In the records below, begin at the line that has "the man's arm" and stop after the line that has "out the wet"; quote those lines verbatim and nothing more.

■ ■ ■ ■ ■ ■ ■

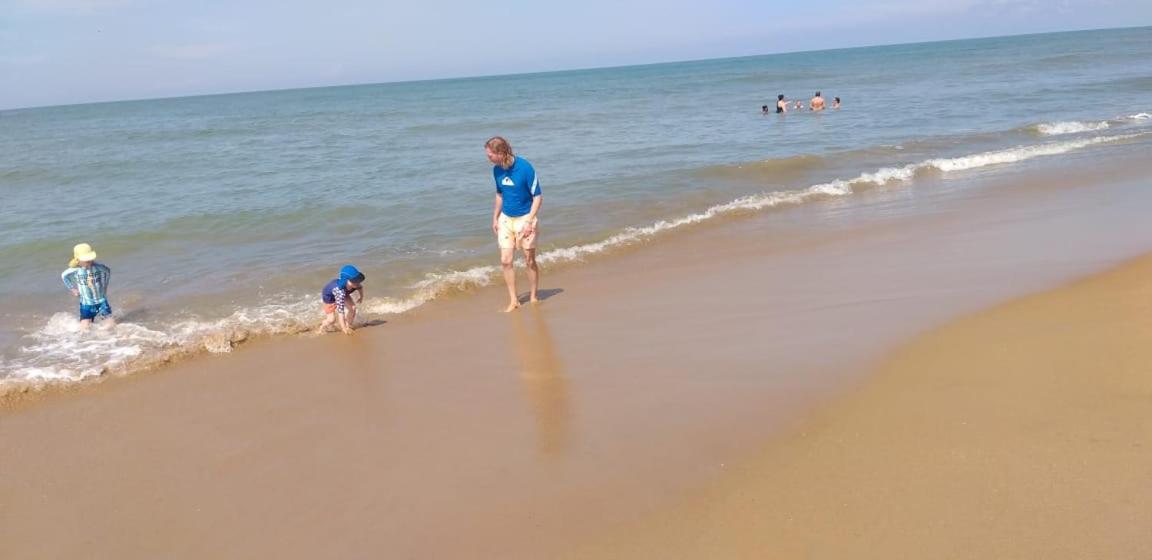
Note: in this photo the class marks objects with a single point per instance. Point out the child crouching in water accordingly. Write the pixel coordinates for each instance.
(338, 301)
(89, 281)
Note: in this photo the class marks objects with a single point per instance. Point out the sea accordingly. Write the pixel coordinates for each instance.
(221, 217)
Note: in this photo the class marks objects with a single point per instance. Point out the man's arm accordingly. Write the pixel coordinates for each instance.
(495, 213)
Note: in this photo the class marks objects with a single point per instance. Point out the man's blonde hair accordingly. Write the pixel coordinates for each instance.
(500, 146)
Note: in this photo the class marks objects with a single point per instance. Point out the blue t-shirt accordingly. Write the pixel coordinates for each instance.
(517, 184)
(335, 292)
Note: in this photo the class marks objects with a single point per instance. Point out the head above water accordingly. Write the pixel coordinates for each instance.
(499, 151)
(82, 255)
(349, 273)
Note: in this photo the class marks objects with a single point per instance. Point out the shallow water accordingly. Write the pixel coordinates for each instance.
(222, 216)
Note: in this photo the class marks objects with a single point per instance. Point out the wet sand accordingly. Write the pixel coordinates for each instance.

■ ■ ■ ■ ■ ■ ■

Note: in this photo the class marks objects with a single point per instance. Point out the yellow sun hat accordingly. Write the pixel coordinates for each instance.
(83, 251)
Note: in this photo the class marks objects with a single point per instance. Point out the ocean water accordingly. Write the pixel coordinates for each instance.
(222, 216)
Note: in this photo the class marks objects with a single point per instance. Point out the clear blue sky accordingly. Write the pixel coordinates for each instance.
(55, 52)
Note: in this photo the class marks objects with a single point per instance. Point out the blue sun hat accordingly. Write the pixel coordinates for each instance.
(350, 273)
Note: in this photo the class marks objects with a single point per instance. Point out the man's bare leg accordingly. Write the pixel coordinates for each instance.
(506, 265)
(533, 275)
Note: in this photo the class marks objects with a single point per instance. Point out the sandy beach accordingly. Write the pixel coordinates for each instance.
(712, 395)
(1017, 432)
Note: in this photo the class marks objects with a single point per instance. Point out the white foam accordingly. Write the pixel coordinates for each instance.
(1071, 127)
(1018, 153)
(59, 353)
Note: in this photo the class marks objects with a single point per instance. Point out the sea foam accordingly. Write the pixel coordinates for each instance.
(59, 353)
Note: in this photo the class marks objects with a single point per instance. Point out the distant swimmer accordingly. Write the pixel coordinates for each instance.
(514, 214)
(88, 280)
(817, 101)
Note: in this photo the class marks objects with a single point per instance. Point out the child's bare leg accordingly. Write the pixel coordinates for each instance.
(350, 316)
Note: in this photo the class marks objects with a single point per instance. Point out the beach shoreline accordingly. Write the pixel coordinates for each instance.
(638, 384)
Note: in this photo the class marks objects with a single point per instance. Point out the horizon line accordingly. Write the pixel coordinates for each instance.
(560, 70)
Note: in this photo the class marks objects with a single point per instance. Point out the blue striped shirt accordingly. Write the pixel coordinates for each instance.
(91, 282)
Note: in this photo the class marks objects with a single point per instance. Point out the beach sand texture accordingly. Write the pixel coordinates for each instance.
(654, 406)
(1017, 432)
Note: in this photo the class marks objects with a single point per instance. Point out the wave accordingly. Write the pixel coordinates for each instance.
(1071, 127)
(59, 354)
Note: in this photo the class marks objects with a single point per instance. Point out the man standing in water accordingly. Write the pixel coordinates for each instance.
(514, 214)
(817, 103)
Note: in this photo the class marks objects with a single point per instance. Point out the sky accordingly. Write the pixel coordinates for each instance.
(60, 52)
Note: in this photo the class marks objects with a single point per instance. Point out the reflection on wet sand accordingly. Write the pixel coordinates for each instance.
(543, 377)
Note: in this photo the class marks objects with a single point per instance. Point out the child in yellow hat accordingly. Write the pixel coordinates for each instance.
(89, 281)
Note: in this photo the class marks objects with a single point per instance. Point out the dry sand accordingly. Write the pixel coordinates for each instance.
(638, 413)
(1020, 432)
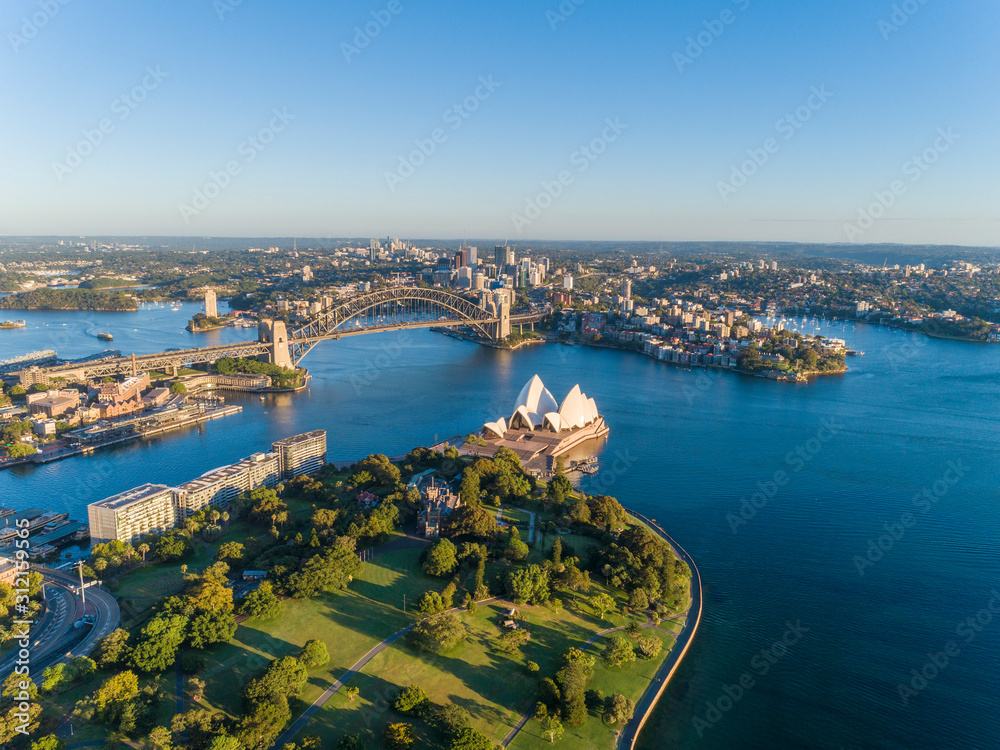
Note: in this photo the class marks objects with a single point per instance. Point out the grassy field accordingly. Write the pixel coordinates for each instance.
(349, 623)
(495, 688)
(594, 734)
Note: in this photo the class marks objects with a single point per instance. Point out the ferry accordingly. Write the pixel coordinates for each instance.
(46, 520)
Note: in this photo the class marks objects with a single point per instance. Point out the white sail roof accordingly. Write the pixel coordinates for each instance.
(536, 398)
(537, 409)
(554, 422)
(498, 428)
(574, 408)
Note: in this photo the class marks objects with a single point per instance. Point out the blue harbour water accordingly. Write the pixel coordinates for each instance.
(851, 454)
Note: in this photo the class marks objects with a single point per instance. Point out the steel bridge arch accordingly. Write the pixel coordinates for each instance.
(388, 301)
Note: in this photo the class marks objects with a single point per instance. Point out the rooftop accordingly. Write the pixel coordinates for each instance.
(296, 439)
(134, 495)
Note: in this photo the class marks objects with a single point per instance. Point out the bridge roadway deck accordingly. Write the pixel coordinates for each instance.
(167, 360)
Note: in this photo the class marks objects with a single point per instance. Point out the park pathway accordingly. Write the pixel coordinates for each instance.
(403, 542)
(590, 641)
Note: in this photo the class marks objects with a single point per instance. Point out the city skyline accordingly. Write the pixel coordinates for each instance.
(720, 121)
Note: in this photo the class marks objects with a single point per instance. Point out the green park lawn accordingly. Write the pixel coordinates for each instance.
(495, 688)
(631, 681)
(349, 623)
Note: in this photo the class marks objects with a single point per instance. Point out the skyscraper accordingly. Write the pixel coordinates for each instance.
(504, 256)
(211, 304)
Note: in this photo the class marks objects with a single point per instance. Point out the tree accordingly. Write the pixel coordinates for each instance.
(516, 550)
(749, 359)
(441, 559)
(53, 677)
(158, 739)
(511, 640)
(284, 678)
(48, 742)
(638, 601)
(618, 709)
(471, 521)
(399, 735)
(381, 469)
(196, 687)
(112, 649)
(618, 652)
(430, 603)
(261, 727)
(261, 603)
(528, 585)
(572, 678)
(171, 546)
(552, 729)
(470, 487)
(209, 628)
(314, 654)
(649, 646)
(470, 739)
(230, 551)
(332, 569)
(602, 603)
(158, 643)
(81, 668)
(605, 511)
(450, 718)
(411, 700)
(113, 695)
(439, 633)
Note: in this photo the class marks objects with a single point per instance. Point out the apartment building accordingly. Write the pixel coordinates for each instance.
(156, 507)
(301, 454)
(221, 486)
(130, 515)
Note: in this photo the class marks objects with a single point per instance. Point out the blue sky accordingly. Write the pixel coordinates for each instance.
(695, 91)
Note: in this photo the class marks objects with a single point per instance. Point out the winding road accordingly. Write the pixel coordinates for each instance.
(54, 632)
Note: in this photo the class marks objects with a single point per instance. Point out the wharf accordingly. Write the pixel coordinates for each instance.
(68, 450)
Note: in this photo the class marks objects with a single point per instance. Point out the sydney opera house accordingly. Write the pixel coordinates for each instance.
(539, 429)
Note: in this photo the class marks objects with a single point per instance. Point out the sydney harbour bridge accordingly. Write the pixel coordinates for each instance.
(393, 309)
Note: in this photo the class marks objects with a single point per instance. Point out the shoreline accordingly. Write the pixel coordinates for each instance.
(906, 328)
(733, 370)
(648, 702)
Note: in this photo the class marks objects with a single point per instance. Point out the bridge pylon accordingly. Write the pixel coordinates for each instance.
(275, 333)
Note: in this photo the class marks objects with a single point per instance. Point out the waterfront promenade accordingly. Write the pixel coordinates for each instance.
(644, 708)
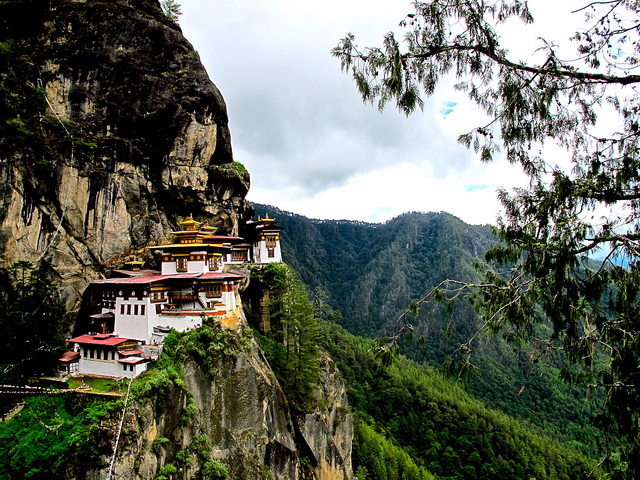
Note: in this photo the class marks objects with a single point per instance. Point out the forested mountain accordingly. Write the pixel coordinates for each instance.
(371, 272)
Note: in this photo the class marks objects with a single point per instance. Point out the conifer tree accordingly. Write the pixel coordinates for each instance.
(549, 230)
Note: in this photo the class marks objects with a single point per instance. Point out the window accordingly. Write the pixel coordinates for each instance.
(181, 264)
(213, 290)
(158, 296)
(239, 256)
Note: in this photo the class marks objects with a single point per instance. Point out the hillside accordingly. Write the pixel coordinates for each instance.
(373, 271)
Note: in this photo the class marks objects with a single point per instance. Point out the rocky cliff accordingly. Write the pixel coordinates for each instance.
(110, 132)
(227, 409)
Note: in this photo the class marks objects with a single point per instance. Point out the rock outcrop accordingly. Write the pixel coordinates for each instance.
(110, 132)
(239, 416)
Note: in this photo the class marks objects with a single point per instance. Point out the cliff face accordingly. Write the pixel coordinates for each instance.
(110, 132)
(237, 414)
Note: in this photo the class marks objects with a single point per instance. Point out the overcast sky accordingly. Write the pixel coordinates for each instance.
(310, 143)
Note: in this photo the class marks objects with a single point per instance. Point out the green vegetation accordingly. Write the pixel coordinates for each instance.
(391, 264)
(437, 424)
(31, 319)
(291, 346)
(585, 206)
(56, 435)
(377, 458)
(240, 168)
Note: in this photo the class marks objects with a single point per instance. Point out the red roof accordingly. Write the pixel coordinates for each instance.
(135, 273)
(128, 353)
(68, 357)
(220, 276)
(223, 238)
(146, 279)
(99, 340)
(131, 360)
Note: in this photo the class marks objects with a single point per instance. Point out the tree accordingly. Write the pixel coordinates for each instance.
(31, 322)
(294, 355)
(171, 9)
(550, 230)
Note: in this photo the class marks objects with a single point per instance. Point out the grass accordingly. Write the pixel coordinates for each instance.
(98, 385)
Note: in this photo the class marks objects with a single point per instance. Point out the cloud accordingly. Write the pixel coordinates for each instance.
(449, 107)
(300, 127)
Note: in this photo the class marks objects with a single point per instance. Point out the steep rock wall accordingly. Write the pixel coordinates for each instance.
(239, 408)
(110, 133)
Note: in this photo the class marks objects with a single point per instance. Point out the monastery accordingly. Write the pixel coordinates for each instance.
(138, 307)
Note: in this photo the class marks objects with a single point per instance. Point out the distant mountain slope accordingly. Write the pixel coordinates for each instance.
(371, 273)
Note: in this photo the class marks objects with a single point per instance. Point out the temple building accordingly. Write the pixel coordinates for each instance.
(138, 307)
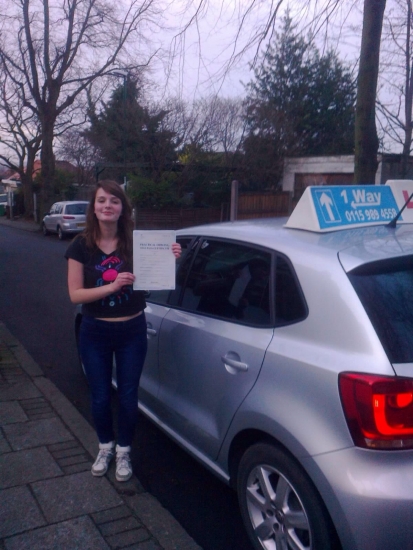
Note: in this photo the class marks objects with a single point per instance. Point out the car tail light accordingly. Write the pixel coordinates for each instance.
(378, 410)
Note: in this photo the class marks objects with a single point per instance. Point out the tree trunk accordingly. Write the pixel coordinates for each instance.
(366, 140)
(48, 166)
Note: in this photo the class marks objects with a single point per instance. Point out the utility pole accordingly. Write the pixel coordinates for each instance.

■ ■ ■ ■ ■ ■ ■

COMPLETED TASK =
Note: in this photo the class marks objects with a single point per instance. Point out the man's arm accordingly. Write the pixel coordinates for each instance.
(495, 213)
Note: in this photo the class marks objects with a single point per instance. Point out the man's blonde hair accordingly. Write the pixel coordinates for each instance.
(500, 146)
Note: in this photo the class marks objects with a single point per instance. Point out the blue t-shirt accordingly. Write the pixel coordinates for each instance.
(517, 184)
(335, 292)
Note: in this photo the class marks objects with a single point per instance. Point out the head above water accordingly. Write the pixel coordinates for each instance.
(499, 151)
(82, 255)
(349, 273)
Note: in this photo the class marks objects with a single point per instance. Point out the shallow water accordingly. Write the pixel coordinates for each instance.
(222, 216)
Note: in this photo the class marks objects with a single point per instance. Point out the wet sand accordingly. Write the pixel coordinates for each instance.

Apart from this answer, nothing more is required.